## PARTS OF THE EXERCISE
1. Translate this sentence from the pgschema text below into Spanish: "This state-based approach provides the flexibility and reliability that modern database operations demand, without the overhead of migration history tracking."
2. List every distinct command-line option beginning with two hyphens that appears in the pgschema commands in the text below.
3. Continue the pgschema text below from the point where it stops.

## TEXT SHOWN
########################################
Scenario 2: Environment Sync

# Development database has experimental columns
# Production database is several versions behind
# The same schema file works for both:

# For dev: generates migration to remove experimental columns
pgschema plan --host dev.db --file schema.sql

# For prod: generates migration to add missing features
pgschema plan --host prod.db --file schema.sql

This state-based approach provides the flexibility and reliability that modern database operations demand, without the overhead of migration history tracking.

Concurrent Change Detection

The separation between plan and apply phases creates a critical safety feature but also introduces a potential risk: what if the database changes between planning and execution? This time window could lead to applying outdated or conflicting migrations. The tool solves this with fingerprinting - a cryptographic mechanism that ensures the exact database state you planned against is the same state you’re applying changes to.

How Fingerprinting Works

During Plan Generation: When you run pgschema plan, it calculates a cryptographic fingerprint of the current database schema state and embeds it in the plan file:

{
  "version": "1.0.0",
  "pgschema_version": "1.0.0",
  "created_at": "2025-08-12T17:44:43+08:00",
  "source_fingerprint": {
    "hash": "965b1131737c955e24c7f827c55bd78e4cb49a75adfd04229e0ba297376f5085"
  },
  "diffs": [...]
}

During Apply Execution: Before executing any changes, pgschema apply recalculates the current database fingerprint and compares it with the stored fingerprint from the plan.

Safety in Action

This fingerprinting prevents dangerous scenarios:

# Team member A generates plan
pgschema plan \
  --host prod.db.com \
  --db myapp \
  --user postgres \
  --file schema.sql \
  --output-json plan.json

# Time passes... Team member B makes emergency schema change

# Team member A tries to apply original plan
pgschema apply \
  --host prod.db.com \
  --db myapp \
  --user postgres \
  --plan plan.json

# ❌ Error: schema fingerprint mismatch detected - the database schema has changed since the plan was generated.
#
#          schema fingerprint mismatch - expected: 965b1131737c955e, actual: abc123456789abcd

Recover Fingerprint Mismatch

When a fingerprint mismatch occurs, the right approach is to reestablish the baseline with the current database state:

# 1. Get the latest schema from the current database
pgschema dump \
  --host prod.db.com \
  --db myapp \
  --user postgres \
  > current-schema.sql

# 2. Update your desired schema file with any new changes
# (merge your intended changes with the current state)
########################################
Source data
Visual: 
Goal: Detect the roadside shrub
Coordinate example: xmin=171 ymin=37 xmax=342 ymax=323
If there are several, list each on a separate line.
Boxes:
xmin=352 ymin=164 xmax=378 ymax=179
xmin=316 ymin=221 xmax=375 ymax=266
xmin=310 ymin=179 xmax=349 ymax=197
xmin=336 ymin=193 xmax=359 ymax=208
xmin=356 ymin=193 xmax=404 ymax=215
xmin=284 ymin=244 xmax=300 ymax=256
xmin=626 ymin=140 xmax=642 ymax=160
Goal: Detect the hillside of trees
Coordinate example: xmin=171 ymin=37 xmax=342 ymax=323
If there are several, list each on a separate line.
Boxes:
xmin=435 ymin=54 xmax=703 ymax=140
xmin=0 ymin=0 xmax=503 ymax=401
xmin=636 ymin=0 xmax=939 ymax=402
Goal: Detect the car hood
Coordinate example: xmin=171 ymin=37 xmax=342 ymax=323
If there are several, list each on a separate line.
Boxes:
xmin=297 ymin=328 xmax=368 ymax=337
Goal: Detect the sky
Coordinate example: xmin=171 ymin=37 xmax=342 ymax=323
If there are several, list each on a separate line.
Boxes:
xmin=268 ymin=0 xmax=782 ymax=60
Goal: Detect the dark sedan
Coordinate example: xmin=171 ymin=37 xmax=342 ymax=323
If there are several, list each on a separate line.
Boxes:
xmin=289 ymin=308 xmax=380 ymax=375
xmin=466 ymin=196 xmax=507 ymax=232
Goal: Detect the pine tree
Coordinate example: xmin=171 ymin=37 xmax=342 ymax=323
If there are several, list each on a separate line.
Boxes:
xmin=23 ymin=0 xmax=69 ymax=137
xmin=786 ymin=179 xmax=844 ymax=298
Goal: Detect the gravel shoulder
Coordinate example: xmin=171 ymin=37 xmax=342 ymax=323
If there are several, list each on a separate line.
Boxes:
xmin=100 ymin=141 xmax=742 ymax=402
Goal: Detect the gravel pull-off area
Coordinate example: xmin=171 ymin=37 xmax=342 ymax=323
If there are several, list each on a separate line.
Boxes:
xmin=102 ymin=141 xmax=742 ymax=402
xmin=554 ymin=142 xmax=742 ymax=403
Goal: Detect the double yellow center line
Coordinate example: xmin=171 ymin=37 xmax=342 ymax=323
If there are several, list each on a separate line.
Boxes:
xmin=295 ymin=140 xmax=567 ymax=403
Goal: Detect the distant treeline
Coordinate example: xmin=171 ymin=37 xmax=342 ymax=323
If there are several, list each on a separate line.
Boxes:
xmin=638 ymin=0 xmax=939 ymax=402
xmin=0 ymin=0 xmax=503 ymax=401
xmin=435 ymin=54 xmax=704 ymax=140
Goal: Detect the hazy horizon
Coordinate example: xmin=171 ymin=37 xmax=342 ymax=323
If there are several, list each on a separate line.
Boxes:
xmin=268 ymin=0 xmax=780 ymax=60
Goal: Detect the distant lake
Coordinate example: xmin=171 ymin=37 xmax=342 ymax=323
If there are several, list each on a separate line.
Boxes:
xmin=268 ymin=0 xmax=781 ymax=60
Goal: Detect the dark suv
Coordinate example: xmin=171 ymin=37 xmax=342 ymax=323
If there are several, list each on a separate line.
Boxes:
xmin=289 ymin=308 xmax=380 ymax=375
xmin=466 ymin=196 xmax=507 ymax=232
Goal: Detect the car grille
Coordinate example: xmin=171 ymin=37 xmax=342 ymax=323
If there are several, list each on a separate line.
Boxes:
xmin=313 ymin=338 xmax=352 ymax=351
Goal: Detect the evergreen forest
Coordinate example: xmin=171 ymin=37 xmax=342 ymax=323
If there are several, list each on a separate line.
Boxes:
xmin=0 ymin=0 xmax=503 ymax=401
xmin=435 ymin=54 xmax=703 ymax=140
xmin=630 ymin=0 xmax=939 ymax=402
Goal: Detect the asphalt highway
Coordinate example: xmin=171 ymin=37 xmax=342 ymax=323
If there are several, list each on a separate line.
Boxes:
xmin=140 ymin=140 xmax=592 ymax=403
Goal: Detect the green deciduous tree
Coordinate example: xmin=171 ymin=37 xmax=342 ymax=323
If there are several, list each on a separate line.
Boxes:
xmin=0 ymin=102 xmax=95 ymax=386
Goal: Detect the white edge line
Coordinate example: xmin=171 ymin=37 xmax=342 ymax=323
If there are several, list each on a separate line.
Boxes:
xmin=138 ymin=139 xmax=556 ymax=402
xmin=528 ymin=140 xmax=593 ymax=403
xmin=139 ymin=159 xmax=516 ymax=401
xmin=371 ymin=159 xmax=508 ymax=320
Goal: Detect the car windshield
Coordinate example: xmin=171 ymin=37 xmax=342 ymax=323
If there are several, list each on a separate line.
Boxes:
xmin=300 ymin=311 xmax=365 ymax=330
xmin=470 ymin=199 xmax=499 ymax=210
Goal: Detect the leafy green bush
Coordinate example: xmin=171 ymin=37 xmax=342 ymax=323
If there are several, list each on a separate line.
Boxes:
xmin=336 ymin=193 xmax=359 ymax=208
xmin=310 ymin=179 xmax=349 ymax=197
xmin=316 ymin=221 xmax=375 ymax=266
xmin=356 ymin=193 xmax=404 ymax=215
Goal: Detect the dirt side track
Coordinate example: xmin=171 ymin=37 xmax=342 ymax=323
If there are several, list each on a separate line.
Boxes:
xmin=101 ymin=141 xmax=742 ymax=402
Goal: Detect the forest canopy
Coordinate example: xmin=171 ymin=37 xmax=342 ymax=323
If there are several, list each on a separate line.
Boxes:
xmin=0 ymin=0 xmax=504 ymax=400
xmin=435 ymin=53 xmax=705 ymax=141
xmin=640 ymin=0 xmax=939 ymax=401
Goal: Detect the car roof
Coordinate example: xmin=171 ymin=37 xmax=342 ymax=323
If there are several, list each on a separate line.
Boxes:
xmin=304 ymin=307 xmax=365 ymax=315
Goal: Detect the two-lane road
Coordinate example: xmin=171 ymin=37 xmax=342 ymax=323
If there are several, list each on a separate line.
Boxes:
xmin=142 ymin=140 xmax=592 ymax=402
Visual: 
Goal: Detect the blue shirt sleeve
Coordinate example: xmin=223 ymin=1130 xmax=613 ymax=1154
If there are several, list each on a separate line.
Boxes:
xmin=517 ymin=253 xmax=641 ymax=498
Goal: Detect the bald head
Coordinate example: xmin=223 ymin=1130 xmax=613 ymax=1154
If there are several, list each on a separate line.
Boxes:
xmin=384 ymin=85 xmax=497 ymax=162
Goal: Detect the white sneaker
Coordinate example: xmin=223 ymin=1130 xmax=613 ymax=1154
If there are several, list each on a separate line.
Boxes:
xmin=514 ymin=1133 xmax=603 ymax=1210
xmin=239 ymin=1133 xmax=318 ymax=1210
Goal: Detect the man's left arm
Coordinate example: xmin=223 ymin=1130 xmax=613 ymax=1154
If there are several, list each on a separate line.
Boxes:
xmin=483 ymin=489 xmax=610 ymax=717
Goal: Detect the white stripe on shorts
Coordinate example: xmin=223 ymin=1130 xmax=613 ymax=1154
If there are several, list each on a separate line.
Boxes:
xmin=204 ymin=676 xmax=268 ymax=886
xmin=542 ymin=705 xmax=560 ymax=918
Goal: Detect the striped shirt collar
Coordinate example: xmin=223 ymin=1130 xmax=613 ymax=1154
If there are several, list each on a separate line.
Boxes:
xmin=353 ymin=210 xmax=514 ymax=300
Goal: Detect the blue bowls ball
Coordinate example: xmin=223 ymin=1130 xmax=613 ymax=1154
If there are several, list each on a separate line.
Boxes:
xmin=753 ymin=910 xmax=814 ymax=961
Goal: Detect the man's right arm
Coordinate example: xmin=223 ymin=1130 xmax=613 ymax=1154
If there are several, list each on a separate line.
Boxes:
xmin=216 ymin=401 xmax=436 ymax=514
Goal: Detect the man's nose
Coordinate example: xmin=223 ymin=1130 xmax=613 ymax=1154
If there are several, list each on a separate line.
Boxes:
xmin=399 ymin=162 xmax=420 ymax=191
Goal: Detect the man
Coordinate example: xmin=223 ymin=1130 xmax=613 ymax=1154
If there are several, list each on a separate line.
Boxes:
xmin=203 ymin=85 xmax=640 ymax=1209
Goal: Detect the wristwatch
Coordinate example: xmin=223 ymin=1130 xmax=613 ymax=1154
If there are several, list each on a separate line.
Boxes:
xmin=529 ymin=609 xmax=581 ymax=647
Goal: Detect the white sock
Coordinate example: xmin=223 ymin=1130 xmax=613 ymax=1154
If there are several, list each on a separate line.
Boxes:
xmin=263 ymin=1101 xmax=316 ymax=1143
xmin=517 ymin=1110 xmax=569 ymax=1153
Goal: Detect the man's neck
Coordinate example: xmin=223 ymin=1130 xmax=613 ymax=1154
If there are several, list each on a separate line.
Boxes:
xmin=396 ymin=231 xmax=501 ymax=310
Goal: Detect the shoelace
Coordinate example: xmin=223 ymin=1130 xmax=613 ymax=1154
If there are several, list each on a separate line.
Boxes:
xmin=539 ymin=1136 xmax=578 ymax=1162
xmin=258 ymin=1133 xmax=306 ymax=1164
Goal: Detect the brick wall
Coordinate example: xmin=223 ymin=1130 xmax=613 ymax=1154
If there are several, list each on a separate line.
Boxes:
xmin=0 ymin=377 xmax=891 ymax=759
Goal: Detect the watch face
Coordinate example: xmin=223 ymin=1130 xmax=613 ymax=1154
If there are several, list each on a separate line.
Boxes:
########################################
## RESULTS OF THE EXERCISE
1. Este enfoque basado en el estado ofrece la flexibilidad y la fiabilidad que exigen las operaciones modernas de bases de datos, sin la sobrecarga del seguimiento del historial de migraciones.

2.
--host
--file
--db
--user
--output-json
--plan

3.
# 3. Plan the changes against the updated baseline
pgschema plan \
  --host prod.db.com \
  --db myapp \
  --user postgres \
  --file updated-schema.sql \
  --output-json new-plan.json

# 4. Apply with the fresh plan
pgschema apply \
  --host prod.db.com \
  --db myapp \
  --user postgres \
  --plan new-plan.json

This fingerprinting mechanism maintains the integrity of the Plan-Review-Apply workflow, ensuring that concurrent modifications don’t lead to unexpected or conflicting database changes.

Online DDL Operations

The tool automatically uses PostgreSQL’s non-blocking features to minimize downtime during schema changes, including concurrent index creation, NOT VALID constraint patterns, and safe NOT NULL additions. Example - Concurrent Index Creation: Index operations automatically use CREATE INDEX CONCURRENTLY to avoid blocking table writes:

-- Generated migration for index addition
CREATE INDEX CONCURRENTLY IF NOT EXISTS idx_users_email_status ON users (email, status DESC);

-- pgschema:wait - Built-in progress monitoring
SELECT 
    COALESCE(i.indisvalid, false) as done,
    CASE 
        WHEN p.blocks_total > 0 THEN p.blocks_done * 100 / p.blocks_total
        ELSE 0
    END as progress
FROM pg_class c
LEFT JOIN pg_index i ON c.oid = i.indexrelid
LEFT JOIN pg_stat_progress_create_index p ON c.oid = p.index_relid
WHERE c.relname = 'idx_users_email_status';

The pgschema:wait directive blocks migration execution, polls the database to monitor progress, and automatically continues when operations complete. For comprehensive details, see the Online DDL documentation.

Adaptive Transaction

The system automatically determines transaction boundaries based on the SQL operations in your migration plan. Each diff in the plan contains a can_run_in_transaction field that indicates whether that particular SQL can run inside a transaction.

plan.json snippet

  "diffs": [
    ...
    {
      "sql": "ALTER TABLE department\nADD CONSTRAINT department_dept_name_key UNIQUE (dept_name);",
      "type": "table.constraint",
      "operation": "create",
      "path": "public.department.department_dept_name_key",
      "source": {
        "schema": "public",
        "table": "department",
        "name": "department_dept_name_key",
        "type": "UNIQUE",
        "columns": [
          {
            "name": "dept_name",
            "position": 1
          }
        ]
      },
      "can_run_in_transaction": true <--------- transaction indication
    },
    ...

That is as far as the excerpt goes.